**Exercise**
Gather every line in the records below that contains the word "banner", treating uppercase and lowercase letters as different.

**Material provided**

"""

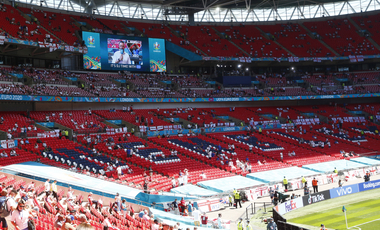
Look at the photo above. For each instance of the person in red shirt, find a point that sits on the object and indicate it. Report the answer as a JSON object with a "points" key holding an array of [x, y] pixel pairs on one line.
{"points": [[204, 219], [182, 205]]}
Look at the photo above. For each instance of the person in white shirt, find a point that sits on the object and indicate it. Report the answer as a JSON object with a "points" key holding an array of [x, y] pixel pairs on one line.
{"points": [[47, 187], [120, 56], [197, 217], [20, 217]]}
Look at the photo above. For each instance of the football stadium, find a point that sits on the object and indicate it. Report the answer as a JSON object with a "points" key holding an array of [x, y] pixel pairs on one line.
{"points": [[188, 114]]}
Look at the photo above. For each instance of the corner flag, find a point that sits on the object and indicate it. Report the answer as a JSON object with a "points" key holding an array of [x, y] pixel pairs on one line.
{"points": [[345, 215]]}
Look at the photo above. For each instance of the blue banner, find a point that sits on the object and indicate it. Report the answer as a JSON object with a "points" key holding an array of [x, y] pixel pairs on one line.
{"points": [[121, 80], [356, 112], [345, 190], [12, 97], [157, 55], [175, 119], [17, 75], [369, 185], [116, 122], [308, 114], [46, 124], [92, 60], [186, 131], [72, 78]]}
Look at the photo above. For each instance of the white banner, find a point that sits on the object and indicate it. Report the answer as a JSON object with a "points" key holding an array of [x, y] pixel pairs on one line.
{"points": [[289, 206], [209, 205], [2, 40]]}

"""
"""

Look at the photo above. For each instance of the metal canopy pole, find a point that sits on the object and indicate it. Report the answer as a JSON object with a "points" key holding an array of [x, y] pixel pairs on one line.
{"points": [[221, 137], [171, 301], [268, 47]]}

"""
"""

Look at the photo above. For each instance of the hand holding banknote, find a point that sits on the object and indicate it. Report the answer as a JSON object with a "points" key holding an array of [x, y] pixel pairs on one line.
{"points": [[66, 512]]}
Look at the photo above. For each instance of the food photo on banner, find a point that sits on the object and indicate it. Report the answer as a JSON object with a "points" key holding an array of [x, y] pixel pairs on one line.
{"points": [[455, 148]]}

"""

**Response**
Look at the photo above. For each instance of the blue banner, find a point that sits on the object and indicate it. Report the answer as a JSON object with a "points" key holding an array of [x, y] pixel pairs on one line.
Look at the photo above. For each instance of the white banner, find a point that sits on the object and indicate it. Report the answer as a JSON object with a "points" key holding an array of [x, y] pixel pairs on one line.
Look at the photo above. For each instance of the food photo on banner, find a point that sits on the object and indicate it. Report the answer as a JSON object with a "points" key holding an array of [x, y] pixel pairs on one line.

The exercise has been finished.